_Exercise requirements_: Nothing may be left out or changed. Print every entry.

_Records drawn from a dataset_:
┄┄┄┄┄┄┄┄┄┄┄┄┄┄┄┄┄┄┄┄

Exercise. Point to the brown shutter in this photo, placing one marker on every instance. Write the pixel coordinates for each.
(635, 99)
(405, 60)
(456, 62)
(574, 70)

┄┄┄┄┄┄┄┄┄┄┄┄┄┄┄┄┄┄┄┄

_Solution for this problem_:
Exercise. Point to the brown shutter in this photo, placing one marker on every instance. Write the pixel coordinates for each.
(635, 99)
(405, 60)
(456, 62)
(574, 70)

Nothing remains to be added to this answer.